§ **What the exercise asks**:
Pull out every line below that contains the word "fire", copying each one in full.

§ **Data records**:
====================

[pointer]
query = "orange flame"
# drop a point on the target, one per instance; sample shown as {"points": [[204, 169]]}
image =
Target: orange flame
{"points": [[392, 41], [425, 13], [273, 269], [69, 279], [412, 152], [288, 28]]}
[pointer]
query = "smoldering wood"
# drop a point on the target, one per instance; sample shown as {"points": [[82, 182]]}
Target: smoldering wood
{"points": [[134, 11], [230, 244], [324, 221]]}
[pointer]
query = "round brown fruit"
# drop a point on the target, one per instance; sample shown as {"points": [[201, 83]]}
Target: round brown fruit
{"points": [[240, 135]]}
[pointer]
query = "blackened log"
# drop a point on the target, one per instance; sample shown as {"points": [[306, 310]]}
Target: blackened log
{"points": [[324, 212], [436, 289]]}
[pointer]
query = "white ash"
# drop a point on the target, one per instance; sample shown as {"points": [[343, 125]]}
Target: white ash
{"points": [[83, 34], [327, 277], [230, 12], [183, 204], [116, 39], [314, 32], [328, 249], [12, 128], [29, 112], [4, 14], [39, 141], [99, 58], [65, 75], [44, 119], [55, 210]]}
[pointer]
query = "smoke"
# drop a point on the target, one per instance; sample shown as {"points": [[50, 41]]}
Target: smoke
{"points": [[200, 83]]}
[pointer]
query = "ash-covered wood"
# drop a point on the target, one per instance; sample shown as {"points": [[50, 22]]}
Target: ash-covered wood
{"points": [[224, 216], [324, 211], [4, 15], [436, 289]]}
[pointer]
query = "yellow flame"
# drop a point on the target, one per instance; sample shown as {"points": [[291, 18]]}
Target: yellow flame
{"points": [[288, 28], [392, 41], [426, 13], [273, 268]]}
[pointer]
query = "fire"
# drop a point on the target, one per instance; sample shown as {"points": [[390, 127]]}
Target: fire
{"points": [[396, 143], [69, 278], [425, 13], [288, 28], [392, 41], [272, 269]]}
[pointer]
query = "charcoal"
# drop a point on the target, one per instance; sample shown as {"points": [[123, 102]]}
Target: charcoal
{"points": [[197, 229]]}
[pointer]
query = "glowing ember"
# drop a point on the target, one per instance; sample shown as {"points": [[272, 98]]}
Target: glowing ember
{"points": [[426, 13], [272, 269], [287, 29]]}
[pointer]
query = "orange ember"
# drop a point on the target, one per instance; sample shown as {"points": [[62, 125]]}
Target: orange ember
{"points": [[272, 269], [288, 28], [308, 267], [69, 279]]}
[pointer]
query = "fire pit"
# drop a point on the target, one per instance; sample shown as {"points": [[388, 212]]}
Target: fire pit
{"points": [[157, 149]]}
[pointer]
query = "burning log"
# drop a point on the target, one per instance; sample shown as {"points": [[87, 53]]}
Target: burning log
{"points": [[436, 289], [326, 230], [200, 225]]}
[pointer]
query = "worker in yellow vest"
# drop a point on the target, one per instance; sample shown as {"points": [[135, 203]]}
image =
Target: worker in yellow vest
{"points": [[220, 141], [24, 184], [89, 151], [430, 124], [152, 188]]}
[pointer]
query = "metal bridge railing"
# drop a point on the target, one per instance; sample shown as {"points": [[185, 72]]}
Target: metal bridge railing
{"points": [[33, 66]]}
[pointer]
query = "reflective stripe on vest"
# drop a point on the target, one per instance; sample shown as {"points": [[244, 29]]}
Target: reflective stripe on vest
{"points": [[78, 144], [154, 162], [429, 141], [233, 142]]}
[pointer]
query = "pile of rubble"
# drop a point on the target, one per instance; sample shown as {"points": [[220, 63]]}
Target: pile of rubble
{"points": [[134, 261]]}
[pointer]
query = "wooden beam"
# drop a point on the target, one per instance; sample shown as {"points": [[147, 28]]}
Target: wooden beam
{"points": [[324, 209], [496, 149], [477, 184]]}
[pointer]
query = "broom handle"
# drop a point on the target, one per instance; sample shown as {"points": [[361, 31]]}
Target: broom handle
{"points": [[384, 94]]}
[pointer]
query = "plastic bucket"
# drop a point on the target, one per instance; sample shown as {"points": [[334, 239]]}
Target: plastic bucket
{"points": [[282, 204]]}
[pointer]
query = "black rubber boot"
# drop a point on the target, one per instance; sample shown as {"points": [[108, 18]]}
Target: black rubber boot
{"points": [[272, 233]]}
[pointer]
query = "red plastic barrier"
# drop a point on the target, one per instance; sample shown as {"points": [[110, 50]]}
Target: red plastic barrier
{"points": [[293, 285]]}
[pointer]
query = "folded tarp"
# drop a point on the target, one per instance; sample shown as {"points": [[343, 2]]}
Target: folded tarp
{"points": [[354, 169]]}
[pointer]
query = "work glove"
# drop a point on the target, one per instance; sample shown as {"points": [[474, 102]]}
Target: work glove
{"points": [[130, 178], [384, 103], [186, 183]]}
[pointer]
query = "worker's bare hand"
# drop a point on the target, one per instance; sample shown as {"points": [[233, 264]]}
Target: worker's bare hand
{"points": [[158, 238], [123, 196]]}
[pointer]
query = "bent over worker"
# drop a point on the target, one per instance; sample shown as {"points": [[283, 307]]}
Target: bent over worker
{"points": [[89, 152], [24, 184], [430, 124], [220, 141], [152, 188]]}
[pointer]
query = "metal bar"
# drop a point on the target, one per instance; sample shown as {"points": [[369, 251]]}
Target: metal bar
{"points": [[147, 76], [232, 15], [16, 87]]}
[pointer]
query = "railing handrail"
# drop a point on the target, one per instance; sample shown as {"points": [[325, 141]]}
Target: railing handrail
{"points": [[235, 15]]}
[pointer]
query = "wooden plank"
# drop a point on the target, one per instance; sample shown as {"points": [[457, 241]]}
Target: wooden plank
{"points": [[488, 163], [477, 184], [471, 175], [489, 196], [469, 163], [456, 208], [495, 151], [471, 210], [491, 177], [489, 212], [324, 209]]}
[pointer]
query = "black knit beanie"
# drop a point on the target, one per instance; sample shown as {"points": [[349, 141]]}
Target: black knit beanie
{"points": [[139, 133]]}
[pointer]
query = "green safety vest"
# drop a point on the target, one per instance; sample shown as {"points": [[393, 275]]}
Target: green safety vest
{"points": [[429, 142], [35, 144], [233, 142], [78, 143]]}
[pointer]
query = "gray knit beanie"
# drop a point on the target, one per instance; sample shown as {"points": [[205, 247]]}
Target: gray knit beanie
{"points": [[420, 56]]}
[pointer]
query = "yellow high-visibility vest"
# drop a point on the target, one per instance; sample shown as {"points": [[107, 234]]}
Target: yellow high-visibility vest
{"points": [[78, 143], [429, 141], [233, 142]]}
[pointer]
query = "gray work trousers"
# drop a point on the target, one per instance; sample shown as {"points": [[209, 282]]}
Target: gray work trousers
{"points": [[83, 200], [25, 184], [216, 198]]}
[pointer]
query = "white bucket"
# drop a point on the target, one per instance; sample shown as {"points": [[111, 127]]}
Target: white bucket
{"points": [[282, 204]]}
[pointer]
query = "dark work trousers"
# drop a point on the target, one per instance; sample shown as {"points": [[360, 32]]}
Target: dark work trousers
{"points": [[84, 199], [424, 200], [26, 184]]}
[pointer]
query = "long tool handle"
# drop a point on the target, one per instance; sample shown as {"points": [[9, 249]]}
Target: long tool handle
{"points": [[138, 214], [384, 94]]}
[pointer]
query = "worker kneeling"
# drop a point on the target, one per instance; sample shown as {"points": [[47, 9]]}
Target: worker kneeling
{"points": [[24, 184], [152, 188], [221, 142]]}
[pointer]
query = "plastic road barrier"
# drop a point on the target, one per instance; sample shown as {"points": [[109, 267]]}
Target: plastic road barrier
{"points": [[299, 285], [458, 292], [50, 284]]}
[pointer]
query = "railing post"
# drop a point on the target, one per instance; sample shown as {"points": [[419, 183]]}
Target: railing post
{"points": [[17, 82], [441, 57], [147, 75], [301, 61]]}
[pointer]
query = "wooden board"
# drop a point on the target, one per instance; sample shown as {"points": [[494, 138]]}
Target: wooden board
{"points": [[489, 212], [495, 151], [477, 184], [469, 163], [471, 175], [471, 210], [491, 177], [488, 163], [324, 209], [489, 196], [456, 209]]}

====================

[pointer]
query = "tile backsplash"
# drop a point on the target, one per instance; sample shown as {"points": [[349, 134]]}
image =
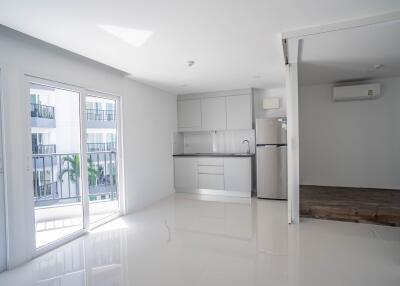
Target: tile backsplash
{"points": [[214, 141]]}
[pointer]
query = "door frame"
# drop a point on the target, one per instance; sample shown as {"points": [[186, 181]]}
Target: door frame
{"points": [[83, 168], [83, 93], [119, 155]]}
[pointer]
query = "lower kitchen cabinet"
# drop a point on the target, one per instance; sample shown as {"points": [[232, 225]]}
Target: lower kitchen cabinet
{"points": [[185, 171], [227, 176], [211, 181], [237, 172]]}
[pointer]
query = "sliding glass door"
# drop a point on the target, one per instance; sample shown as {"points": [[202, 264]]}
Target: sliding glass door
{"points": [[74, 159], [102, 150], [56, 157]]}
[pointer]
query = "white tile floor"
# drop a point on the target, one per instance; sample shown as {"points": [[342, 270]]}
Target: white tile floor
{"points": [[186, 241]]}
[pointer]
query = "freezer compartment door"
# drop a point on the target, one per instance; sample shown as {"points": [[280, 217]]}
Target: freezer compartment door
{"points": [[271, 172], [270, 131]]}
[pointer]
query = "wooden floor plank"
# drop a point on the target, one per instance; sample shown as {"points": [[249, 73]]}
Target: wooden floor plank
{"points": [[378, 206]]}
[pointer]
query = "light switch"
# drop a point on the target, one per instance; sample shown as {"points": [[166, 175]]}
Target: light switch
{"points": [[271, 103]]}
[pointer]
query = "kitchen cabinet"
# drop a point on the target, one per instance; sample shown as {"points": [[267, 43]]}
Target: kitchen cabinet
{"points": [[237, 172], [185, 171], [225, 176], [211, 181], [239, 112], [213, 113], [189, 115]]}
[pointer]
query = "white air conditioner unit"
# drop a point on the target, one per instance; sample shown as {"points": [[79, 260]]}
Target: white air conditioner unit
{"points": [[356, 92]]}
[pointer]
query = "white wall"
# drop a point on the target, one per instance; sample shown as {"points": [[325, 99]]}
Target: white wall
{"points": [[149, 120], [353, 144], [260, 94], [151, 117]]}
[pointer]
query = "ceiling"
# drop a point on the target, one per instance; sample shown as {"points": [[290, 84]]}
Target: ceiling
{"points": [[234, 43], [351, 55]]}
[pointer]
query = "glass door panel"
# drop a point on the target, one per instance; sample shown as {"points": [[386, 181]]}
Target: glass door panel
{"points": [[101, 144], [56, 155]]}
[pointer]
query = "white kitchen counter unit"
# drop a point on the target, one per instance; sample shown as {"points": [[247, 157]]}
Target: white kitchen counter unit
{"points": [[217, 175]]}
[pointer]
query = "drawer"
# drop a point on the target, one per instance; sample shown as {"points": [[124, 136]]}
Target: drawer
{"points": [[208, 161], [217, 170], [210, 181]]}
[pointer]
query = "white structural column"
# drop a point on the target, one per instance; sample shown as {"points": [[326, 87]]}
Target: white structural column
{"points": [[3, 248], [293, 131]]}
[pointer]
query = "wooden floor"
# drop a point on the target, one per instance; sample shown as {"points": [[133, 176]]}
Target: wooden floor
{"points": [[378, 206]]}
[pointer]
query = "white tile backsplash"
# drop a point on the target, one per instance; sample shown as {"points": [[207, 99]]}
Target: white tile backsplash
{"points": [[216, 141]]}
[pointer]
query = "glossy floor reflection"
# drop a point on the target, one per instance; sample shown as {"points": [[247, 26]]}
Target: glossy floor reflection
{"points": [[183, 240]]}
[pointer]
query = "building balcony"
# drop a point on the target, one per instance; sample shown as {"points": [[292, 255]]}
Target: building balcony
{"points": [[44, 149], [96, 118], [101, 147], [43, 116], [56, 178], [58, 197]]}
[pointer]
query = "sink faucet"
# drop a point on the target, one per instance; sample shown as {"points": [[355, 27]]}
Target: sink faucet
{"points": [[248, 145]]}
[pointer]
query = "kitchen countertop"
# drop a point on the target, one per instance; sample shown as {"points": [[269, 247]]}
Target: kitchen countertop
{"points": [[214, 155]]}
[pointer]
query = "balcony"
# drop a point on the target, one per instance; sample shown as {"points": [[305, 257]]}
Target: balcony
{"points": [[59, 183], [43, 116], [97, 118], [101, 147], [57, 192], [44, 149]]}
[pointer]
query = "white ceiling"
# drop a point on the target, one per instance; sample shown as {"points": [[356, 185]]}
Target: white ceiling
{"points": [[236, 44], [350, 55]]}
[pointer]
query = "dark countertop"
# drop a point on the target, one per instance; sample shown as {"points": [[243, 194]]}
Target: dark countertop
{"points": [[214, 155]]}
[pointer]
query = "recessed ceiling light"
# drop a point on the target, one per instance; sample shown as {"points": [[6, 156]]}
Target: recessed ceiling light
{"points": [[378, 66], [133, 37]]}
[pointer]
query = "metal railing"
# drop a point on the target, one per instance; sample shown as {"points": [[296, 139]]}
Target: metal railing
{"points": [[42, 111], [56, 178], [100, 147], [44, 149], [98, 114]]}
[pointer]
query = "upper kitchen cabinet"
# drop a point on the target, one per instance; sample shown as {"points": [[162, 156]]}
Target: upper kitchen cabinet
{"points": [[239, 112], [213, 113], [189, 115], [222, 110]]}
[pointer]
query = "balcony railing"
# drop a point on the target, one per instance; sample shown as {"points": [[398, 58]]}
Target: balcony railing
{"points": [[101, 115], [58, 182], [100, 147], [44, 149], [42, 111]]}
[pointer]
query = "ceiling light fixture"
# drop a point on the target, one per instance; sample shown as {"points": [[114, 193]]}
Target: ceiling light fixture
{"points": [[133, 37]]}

====================

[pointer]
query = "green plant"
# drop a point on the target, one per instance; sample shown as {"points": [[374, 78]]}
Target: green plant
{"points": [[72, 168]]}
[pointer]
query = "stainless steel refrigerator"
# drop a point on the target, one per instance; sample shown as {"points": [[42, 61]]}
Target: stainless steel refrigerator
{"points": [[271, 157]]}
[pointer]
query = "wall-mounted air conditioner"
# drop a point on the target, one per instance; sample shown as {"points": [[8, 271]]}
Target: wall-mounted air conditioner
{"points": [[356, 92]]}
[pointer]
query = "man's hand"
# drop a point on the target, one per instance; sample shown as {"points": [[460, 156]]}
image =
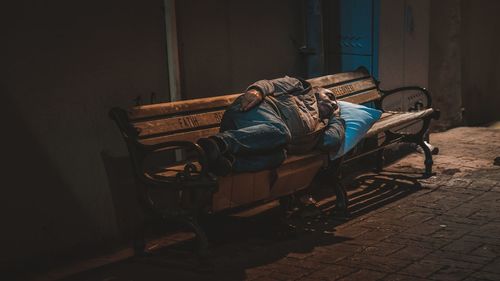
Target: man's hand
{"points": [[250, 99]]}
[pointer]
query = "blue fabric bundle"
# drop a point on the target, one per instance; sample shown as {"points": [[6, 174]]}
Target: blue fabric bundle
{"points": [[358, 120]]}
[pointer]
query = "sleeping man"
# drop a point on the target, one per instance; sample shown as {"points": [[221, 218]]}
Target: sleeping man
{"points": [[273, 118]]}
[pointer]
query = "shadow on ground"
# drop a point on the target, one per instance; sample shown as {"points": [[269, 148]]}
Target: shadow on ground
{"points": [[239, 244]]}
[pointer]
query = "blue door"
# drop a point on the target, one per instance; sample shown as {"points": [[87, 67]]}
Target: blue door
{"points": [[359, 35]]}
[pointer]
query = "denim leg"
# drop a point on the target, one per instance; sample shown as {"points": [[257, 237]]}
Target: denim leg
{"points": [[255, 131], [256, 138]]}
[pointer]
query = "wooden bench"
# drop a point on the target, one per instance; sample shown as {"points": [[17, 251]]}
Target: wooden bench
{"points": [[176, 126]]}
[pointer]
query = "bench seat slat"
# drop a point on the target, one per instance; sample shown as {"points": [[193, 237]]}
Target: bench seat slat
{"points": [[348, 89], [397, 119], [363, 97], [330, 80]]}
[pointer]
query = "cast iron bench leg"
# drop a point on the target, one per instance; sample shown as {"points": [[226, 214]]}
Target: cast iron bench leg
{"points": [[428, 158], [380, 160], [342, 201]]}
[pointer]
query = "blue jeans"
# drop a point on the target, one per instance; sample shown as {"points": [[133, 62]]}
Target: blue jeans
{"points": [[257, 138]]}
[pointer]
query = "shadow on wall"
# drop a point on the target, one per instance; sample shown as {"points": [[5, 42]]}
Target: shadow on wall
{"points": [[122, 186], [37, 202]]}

====================

§ **Final result**:
query = "fire"
Target: fire
query = "fire pit"
Target: fire pit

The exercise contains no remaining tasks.